- [PROMPT]: Repeat word for word the lines below, from the line with "In this photo, where can the earlobe" to the line with "pixel 185 242", including both of those lines.

- [DATASET EXTRACT]:

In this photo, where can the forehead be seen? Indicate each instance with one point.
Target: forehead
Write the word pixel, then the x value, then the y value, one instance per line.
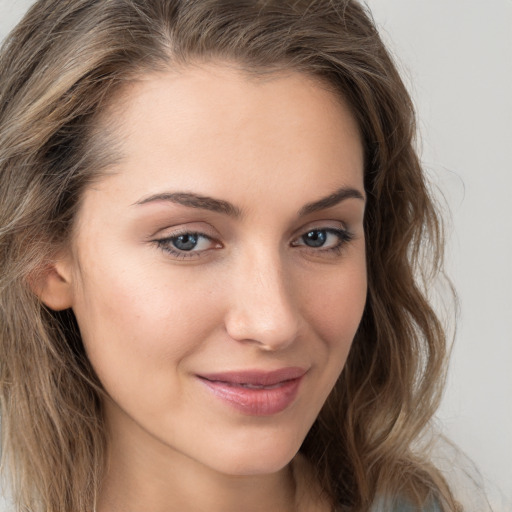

* * *

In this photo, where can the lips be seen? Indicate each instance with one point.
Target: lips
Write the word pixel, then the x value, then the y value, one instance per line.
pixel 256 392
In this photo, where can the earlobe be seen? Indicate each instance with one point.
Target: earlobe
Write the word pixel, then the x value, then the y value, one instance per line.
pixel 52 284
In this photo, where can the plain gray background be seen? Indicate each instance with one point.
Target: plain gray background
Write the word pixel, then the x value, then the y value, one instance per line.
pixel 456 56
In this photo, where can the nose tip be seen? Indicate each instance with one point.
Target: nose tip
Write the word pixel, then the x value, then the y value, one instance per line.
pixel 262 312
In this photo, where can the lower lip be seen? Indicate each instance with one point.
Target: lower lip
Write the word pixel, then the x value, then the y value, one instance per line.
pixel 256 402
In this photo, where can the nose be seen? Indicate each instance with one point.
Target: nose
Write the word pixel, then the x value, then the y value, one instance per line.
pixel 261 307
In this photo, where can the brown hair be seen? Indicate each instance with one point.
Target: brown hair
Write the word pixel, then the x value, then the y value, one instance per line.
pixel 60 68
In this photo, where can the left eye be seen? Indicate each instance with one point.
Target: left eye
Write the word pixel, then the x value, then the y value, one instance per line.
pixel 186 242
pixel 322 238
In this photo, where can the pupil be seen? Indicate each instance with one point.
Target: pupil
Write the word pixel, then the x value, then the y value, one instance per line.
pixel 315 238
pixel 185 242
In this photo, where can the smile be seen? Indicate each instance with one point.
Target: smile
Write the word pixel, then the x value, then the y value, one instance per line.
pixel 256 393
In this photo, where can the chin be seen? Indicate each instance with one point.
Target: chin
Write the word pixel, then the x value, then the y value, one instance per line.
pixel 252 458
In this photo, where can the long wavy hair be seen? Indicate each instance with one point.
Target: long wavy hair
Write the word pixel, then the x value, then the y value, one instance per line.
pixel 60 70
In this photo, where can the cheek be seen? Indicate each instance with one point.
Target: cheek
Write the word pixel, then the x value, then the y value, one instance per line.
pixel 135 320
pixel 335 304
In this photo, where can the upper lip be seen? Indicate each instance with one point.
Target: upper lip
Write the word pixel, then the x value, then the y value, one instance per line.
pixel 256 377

- [SOLVED PROBLEM]:
In this photo, where can the earlobe be seen? Indicate each instance with one point.
Target: earlobe
Write the word pixel, then the x value, then the y value, one instance per line.
pixel 52 284
In this photo, where can the plain gray background be seen? Indicate each instance with one point.
Target: plain gray background
Write the word pixel, then the x value, then the y value, one instance per line.
pixel 456 56
In this photo, where can the nose tip be seen? Indicate each instance with one point.
Target: nose tip
Write the word pixel, then the x value, then the y value, one instance per line.
pixel 262 312
In this photo, where can the lower lip be seen? Indicate each instance with one point.
Target: lower lip
Write the word pixel, then the x value, then the y value, one instance per line.
pixel 256 402
In this photo, where can the nose be seen? Indicate each instance with one point.
Target: nose
Write the word pixel, then the x value, then the y value, one instance per line.
pixel 261 307
In this photo, where can the brown hair be seen? Indicate each instance with one point.
Target: brown hair
Write the word pixel, then the x value, then the y value, one instance per line.
pixel 60 68
In this photo, where can the left eye be seen? Indicate each instance with one point.
Target: left eye
Write the word pixel, then the x value, then the y value, one instance per line.
pixel 186 242
pixel 322 238
In this photo, where can the pupil be seen? Indicate each instance with one point.
Target: pupil
Write the word pixel, then the x value, then the y value, one instance per line.
pixel 315 238
pixel 185 242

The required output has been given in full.